> Activités:
1. Dans l'article sur la modification génétique, réécrivez plus brièvement le paragraphe qui commence par « Depuis une quarantaine d'années » en conservant ses faits principaux.
2. Poursuivez l'article sur la modification génétique à partir de l'endroit où il s'arrête.

> Texte:
_____
Article paru dans Recherche & Santé n°164 – La revue de la Fondation pour la Recherche Médicale – automne 2020 /
Depuis une quarantaine d’années, on sait modifier le patrimoine génétique d’une cellule végétale ou animale, et donc d’un individu tout entier. Récemment, l’avènement de nouvelles techniques beaucoup plus faciles à utiliser a relancé le débat éthique. C’est notamment le cas de la technique dite des ciseaux moléculaires, qui a valu cette année le Prix Nobel de Chimie à deux femmes dont une Française, Emmanuelle Charpentier.
Points de vue de deux experts du domaine.N
Pr Marina Cavazzana
Cheffe du département de Biothérapie et du Centre d’Investigation Clinique de biothérapie de l’Hôpital Necker-Enfants malades (AP-HP), codirectrice du laboratoire de Lymphohématopoïèse humaine à l’Institut des maladies génétiques Imagine (Paris)
_____
> Extrait des données:
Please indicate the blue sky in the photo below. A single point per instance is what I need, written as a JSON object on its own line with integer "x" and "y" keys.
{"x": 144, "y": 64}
_____
> Corrigé des activités:
1. On sait modifier le patrimoine génétique d'une cellule végétale ou animale, et donc d'un individu entier, depuis une quarantaine d'années. De nouvelles techniques bien plus simples à utiliser ont récemment relancé le débat éthique, en particulier les ciseaux moléculaires. Cette technique a valu cette année le Prix Nobel de Chimie à deux femmes, dont la Française Emmanuelle Charpentier.

2.
Il existe différentes techniques de modification du génome, aux enjeux bien différents. Lorsqu’on intervient sur des cellules somatiques*, les modifications génétiques ne sont pas transmissibles d’une génération à l’autre. C’est précisément ce que l’on fait avec la thérapie génique, qui est très encadrée en France : nous apportons un « gène médicament » dans une population de cellules précises qui doit être corrigée pour fonctionner correctement. La personne ainsi traitée ne transmet pas ce « gène médicament » à sa descendance. Alors qu’avec les nouveaux outils moléculaires, comme par exemple CRISPR-Cas 9, il est beaucoup plus facile de modifier le génome de toute une lignée de cellules en culture. S’il s’agit de cellules embryonnaires qui sont ensuite implantées dans un organisme pour se développer et donner naissance à un nouvel individu, alors les modifications génétiques concerneront toutes ses cellules, les somatiques et les reproductrices, et seront donc héréditaires. Or en l’état actuel des connaissances, nous n’avons aucune preuve de l’efficacité et surtout de l’innocuité de cette approche pour traiter une maladie génétique. Par ailleurs, les possibilités actuelles en matière de prévention, de diagnostic, de procréation médicalement assistée, de diagnostic préimplantatoire et de thérapie génique somatique nous permettent de ne pas avoir besoin de manipuler le patrimoine génétique d’un embryon tout entier pour en corriger un défaut. Il n’y a pas lieu d’autoriser de telles manipulations en dehors de la recherche. L’inquiétude vient plutôt d’autres pays, notamment la Chine, où l’encadrement est moindre voire inexistant, et les dimensions éthiques très différentes.
Michel van Praët
Professeur émérite au Muséum national d’Histoire naturelle, département Hommes Natures Sociétés et membre du Comité Consultatif National d’Ethique (CCNE)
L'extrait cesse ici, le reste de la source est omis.